▶ FRAGMENTO DEL DOCUMENTO
Sin embargo, a quien se ha linchado desde sus propias filas no es a la presidenta madrileña, sino a Pablo Casado. Al ‘chivato’. Porque no dista mucho lo que ha ocurrido del clásico acoso a esta figura. Lo que, esquivando ejemplos más crudos y que probablemente se aproximen mejor a la realidad, ocurre entre los niños de una clase de colegio.

Ha primado la exigencia de una malentendida lealtad por encima de la exigencia ética. El establecimiento de la pena del rechazo de los propios, el aislamiento y el hostigamiento. Pero, sobre todo, la publicidad de sus consecuencias a la vista de todos y todas. El castigo al chivato, porque para sostener en el tiempo este tipo de prácticas es importante que todo el mundo sepa el coste que tiene denunciarlas. Ya no se trata sólo del castigo, sino de que el castigo esté a la vista de cualquiera. Qué como el cuerpo de Polinices en Antígona -representada este fin de semana en Rambleta- estuviera expuesto como advertencia.

Y el mensaje que se transmite es peligroso en, al menos dos sentidos. El primero, que nadie debería atreverse a denunciar lo incorrecto cuando afecta a los propios. El entendimiento de lo público desde el hooliganismo. Quien se atreva a traicionar esta lealtad tribal lo hace bajo pena de quedar destrozado por su propia manada.

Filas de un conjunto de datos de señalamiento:

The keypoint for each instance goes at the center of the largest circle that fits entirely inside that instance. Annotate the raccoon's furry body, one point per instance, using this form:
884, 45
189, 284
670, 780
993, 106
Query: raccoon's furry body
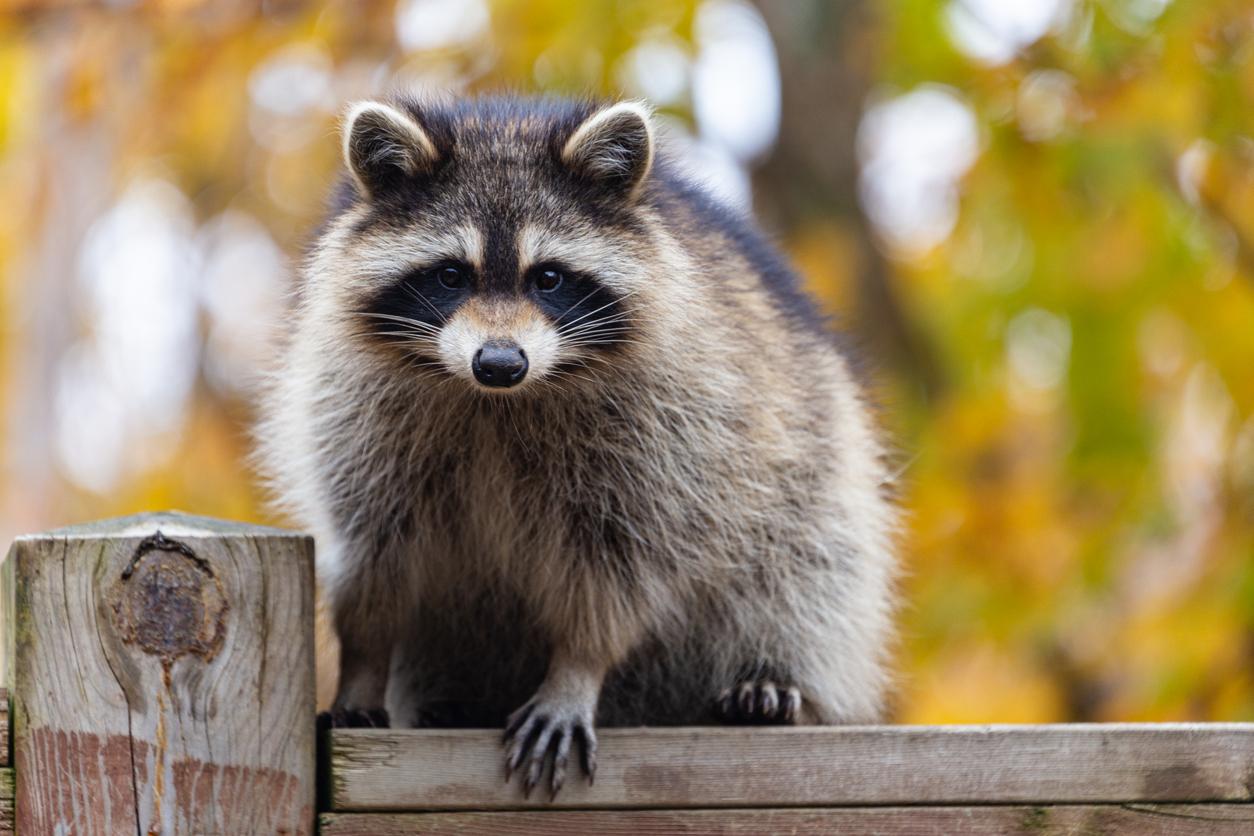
682, 495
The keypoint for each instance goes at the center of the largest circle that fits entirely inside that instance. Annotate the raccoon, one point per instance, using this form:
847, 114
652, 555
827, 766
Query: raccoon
574, 444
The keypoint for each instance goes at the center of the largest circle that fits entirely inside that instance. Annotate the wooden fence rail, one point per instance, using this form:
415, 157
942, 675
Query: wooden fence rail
161, 674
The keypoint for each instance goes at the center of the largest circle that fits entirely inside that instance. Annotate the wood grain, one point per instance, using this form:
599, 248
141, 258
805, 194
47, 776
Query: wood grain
1148, 820
4, 721
6, 816
785, 767
167, 689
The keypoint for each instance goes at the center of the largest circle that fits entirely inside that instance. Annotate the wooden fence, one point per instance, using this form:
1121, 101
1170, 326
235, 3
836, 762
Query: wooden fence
161, 673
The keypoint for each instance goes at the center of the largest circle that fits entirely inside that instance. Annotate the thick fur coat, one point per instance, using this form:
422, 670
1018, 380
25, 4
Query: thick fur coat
675, 515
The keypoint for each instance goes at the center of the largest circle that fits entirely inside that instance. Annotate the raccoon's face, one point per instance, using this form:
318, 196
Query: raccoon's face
497, 243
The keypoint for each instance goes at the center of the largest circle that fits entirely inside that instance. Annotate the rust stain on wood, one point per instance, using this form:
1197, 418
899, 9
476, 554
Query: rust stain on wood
102, 792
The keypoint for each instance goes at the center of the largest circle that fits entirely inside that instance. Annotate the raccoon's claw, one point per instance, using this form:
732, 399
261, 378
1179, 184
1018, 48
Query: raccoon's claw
759, 702
353, 718
539, 736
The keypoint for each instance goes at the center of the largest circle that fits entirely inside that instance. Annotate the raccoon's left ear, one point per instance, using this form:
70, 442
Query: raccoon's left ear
613, 146
384, 146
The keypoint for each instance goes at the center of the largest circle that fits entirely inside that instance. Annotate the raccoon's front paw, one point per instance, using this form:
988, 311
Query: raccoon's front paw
541, 735
759, 702
340, 717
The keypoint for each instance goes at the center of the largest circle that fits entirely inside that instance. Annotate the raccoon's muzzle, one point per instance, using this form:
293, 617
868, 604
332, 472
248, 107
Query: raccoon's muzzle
499, 364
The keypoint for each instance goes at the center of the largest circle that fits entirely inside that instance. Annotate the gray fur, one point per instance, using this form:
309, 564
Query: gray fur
696, 505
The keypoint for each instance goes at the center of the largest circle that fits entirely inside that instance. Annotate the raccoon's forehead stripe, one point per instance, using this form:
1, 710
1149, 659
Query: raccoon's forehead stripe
395, 253
584, 252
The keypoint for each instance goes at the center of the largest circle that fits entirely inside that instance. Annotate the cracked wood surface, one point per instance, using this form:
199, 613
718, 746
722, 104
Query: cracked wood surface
810, 766
1139, 820
162, 683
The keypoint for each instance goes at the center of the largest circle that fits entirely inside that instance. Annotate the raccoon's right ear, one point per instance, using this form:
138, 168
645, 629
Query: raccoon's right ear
384, 146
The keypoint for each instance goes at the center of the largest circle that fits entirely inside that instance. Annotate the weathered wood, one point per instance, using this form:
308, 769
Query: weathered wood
6, 817
4, 721
163, 684
1148, 820
785, 767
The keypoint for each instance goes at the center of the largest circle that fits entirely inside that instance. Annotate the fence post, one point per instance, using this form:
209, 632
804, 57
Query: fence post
162, 678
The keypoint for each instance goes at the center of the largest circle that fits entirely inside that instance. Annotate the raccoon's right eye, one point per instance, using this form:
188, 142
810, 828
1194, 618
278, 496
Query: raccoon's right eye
452, 277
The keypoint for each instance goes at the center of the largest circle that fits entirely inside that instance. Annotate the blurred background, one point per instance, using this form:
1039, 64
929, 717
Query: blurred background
1035, 216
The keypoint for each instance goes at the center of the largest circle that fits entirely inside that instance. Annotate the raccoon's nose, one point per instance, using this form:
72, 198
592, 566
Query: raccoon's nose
499, 364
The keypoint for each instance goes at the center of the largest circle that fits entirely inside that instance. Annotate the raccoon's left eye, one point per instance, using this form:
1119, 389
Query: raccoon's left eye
548, 280
452, 277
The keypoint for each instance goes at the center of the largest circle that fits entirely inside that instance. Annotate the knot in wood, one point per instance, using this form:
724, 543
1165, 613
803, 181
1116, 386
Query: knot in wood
169, 603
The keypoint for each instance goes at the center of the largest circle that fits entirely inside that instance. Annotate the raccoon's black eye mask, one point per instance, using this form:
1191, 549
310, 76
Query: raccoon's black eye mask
420, 302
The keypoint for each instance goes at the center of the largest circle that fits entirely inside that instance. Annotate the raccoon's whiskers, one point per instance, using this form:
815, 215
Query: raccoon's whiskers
566, 325
415, 293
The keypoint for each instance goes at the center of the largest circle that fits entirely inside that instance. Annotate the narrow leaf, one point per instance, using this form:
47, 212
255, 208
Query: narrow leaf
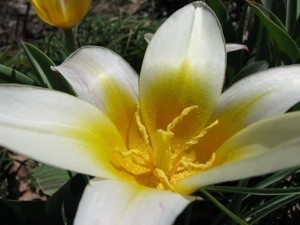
13, 76
283, 41
42, 65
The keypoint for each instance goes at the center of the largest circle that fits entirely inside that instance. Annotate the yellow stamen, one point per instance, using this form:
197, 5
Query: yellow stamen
163, 149
196, 166
141, 127
162, 177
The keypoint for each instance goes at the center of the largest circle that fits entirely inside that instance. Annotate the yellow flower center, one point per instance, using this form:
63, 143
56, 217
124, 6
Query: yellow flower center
160, 163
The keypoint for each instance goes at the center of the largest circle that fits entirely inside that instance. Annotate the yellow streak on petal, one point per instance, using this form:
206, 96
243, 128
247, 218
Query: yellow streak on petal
100, 138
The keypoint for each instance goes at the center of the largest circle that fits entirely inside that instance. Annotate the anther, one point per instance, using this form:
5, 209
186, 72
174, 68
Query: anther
141, 127
196, 166
162, 177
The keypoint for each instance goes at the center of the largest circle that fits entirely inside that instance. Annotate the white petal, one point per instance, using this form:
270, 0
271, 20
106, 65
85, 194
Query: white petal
106, 80
57, 129
257, 97
184, 66
261, 148
110, 202
230, 47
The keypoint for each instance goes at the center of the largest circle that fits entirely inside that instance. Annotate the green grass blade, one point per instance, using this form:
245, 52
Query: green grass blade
50, 179
268, 207
223, 208
42, 65
281, 38
13, 76
254, 191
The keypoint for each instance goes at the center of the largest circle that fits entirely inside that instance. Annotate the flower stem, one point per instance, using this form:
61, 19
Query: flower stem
223, 208
69, 35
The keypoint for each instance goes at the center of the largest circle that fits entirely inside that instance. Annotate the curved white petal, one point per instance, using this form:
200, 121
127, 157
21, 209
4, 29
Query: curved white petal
184, 66
57, 129
231, 47
104, 79
108, 202
261, 148
260, 96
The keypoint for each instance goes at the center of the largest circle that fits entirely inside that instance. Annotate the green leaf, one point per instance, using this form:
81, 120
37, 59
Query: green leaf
276, 29
220, 10
42, 65
63, 204
254, 191
223, 208
13, 76
50, 179
24, 212
269, 206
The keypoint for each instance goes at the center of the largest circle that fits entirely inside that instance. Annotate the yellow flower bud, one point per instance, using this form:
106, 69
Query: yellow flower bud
61, 13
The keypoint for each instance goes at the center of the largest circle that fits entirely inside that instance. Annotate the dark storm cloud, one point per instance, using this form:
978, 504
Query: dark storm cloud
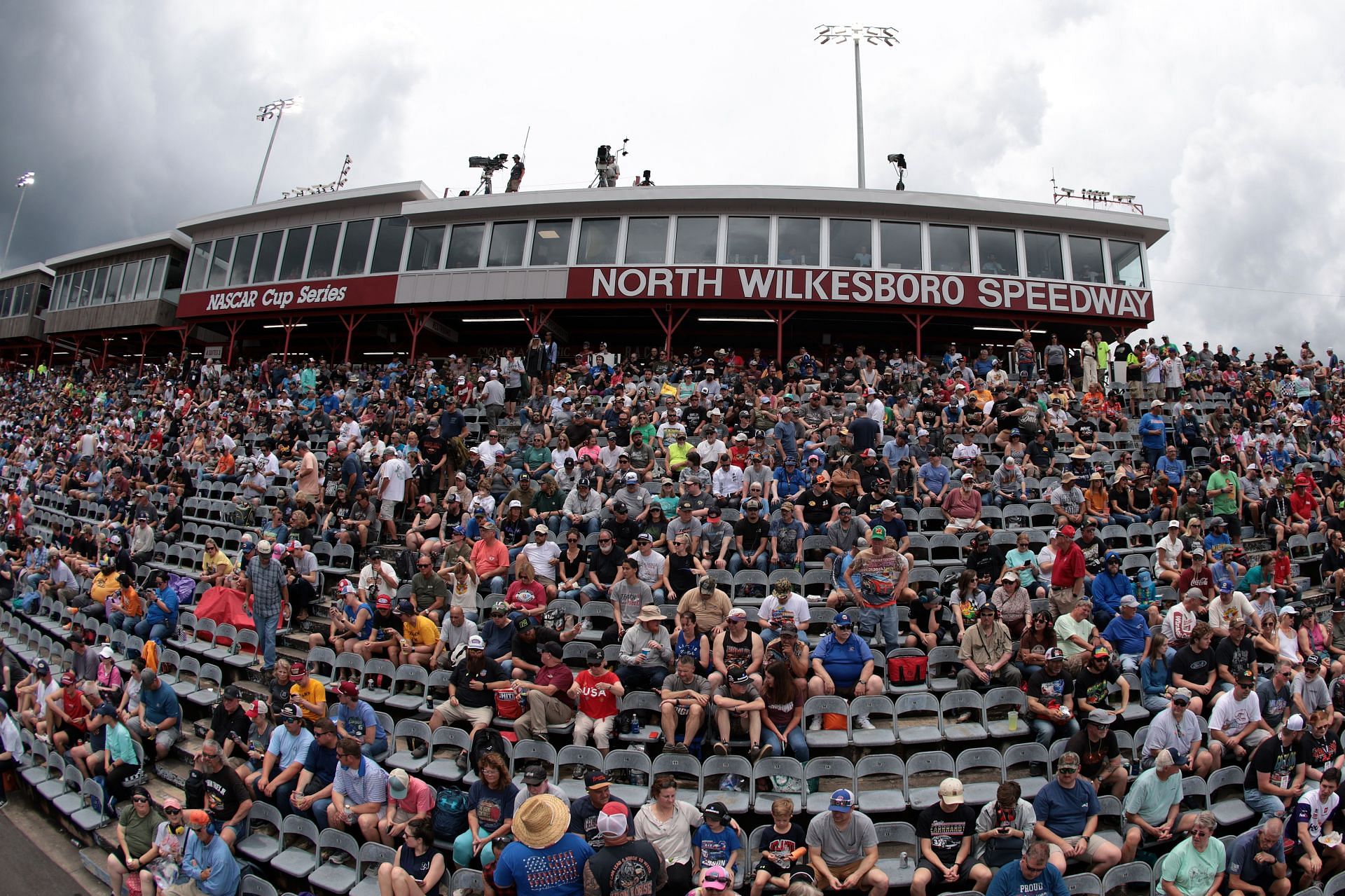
137, 121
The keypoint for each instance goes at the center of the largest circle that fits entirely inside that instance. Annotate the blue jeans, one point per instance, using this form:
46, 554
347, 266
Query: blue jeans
881, 618
267, 635
798, 743
121, 622
738, 563
1264, 804
153, 631
1048, 732
463, 850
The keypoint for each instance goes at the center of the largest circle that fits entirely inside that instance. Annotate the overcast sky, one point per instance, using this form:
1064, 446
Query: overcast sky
1222, 118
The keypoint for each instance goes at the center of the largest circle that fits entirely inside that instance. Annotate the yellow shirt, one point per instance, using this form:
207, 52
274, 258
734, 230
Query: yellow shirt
421, 631
314, 693
104, 586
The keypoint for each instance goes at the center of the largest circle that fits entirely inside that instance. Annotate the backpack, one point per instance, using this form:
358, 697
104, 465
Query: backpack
450, 813
908, 670
488, 740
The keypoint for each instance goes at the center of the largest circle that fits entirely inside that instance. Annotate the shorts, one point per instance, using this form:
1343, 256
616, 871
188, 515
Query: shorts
1091, 853
475, 715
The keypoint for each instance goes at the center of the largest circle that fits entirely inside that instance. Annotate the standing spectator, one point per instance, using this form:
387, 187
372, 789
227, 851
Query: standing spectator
267, 590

▶ EJERCICIOS PROPUESTOS
1. Traduzca al inglés esta oración del fragmento sobre Pablo Casado: «Ha primado la exigencia de una malentendida lealtad por encima de la exigencia ética.»
2. Continúe el fragmento sobre Pablo Casado a partir de su última oración.

▶ RESPUESTAS EN ORDEN
1. The demand for a misunderstood loyalty has prevailed over the demand for ethics.

2.
El segundo, la ciudadanía pensará irremediablemente en todo lo que no sabe, si, cuando sale a la luz alguna, esta es la consecuencia. Cuántos habrán callado para evitar acabar como Casado es una pregunta lógica. Y esto da lugar a todo tipo de presunciones, pero, sobre todo, abona la desconfianza en un sistema de representación política que ya está bastante lesionado. No se trata de creer cándidamente que siempre todo es público, pero al menos necesitamos la certeza de que no se oculta lo más relevante o se instrumentaliza en función del poder partidista.

Y no. Pablo Casado no es un paladín de la ética. No es un mártir de la lucha contra la corrupción. De hecho, todo indica que es un chantajista que fracasó. Pero se ha convertido en el aviso que manda el Partido Popular a quien tenga la tentación de ser, en el futuro, un chivato. Pero, precisamente, la fortaleza democrática depende de la capacidad para ‘traicionar’ los intereses grupales en beneficio del interés general. De hecho, en el medio plazo, la capacidad para hablar cuando la ética lo impone es lo que nos separa y previene de los autócratas.

Los autócratas de hoy son las democracias fallidas de ayer. Y como estamos comprobando no hay nada más peligroso para el mundo que su poder despótico. El coste de asumir la lógica de castigo al chivato es abrir la puerta a los matones.